• _Work instruction_
At the line containing "Guideline: the keypoint for each instance of the green", begin repeating lines exactly, and stop only after the final line of the records below.

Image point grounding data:
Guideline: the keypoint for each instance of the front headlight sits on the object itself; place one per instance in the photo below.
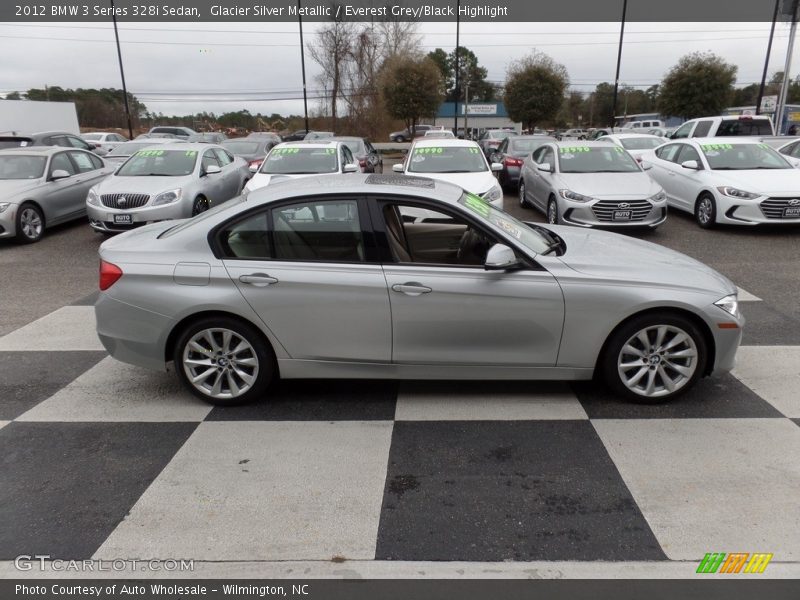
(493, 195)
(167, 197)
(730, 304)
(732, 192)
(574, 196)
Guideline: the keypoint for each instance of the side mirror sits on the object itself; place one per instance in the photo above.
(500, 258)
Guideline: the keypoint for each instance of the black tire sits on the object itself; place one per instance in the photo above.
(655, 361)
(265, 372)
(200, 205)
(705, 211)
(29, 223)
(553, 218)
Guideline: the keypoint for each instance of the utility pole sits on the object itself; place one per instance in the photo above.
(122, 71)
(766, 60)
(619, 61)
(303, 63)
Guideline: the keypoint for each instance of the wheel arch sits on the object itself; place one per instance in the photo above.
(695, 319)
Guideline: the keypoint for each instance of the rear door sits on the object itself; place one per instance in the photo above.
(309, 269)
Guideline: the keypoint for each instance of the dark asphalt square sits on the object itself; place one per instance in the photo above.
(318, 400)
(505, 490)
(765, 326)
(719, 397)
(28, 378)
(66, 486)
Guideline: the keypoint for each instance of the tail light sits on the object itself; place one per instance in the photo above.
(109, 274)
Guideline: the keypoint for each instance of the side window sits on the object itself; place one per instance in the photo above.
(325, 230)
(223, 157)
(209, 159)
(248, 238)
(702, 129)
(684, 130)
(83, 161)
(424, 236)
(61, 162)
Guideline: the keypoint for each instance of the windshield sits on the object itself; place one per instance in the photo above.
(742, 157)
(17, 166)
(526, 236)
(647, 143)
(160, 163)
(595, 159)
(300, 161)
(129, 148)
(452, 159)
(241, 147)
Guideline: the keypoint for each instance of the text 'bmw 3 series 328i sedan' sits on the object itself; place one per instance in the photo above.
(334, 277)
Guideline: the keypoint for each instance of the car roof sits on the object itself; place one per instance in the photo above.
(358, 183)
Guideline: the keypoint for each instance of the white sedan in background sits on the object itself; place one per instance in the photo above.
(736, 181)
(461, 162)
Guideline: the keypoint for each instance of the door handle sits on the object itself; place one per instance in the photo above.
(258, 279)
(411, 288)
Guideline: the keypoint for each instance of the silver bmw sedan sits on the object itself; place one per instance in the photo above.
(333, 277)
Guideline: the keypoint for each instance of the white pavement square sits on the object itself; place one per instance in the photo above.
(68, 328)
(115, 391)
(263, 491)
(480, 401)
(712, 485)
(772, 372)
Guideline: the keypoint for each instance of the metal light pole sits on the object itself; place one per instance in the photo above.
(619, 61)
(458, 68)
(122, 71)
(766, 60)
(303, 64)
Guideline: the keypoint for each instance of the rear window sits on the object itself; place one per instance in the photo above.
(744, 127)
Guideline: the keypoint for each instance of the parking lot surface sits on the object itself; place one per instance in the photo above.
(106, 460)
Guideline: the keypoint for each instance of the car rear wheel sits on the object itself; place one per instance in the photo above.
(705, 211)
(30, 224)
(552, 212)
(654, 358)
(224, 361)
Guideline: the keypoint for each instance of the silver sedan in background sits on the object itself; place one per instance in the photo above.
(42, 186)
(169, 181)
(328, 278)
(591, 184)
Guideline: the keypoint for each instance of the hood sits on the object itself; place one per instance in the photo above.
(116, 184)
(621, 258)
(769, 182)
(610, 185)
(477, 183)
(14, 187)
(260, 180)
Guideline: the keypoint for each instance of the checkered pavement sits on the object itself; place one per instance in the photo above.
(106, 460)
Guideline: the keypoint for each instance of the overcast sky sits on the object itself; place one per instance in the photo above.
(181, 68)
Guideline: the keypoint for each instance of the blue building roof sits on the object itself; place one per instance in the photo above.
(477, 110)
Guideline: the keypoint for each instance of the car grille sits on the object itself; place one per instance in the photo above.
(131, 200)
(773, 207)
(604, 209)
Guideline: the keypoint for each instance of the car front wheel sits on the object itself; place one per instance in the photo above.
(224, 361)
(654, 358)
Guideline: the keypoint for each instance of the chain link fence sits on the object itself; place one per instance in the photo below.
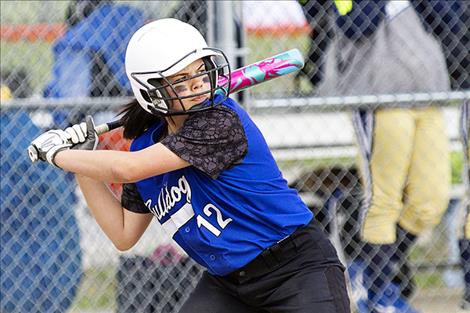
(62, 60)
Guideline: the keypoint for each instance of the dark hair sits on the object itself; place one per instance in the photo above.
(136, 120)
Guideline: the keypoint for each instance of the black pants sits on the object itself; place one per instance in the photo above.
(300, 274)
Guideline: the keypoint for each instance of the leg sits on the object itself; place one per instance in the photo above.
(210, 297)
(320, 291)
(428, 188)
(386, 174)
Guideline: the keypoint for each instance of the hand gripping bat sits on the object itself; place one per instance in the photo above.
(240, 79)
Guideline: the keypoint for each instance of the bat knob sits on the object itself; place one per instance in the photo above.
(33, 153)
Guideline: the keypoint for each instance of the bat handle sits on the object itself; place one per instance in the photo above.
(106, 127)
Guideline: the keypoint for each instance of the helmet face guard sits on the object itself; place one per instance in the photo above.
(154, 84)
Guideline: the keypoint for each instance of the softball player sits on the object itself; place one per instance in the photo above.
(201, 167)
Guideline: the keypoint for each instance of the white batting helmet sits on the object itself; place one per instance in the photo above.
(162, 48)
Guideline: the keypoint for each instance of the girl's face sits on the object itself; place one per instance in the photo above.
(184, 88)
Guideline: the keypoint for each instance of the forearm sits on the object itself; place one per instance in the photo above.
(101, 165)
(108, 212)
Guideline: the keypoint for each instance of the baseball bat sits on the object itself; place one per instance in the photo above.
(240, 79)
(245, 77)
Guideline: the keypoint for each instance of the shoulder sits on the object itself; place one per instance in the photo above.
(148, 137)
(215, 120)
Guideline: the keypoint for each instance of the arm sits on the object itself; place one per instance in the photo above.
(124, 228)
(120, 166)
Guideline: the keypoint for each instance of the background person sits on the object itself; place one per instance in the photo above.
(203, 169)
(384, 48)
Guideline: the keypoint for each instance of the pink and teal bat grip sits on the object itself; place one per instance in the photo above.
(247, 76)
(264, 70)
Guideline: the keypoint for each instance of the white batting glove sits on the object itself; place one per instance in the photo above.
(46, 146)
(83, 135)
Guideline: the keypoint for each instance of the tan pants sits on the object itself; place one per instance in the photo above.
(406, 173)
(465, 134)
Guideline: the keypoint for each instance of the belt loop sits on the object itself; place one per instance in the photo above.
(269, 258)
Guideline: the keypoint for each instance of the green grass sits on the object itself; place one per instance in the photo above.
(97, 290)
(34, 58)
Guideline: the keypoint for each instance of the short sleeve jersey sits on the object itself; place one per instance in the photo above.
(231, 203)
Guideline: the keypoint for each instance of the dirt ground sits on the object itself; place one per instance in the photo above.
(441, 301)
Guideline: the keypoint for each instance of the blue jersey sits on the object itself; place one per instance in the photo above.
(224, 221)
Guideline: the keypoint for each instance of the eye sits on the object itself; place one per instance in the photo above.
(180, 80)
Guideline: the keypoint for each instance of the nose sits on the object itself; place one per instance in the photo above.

• _Result for this exercise_
Guideline: the keypoint for each instance of the green grass sits on the object itself; place one per instance in the photo above.
(97, 290)
(34, 58)
Guideline: the keypoint for each instance of the short sleeve jersey sits on the object itself; place one per instance in the photo above.
(231, 203)
Guideline: the keypoint for each instance of the dirt ground sits on the object itself; place one per instance in the photo above.
(441, 301)
Guideline: the keypoint for each instance of the blue jersey sits on the object itself; place one per instance in the photo above.
(224, 221)
Guideline: the keypoint for each instance of the eye sits on the object itself; place one per instance in the photo above.
(180, 80)
Guideline: the keypoint for each instance of the nose sits on the object itself; place one per instance in the photo above.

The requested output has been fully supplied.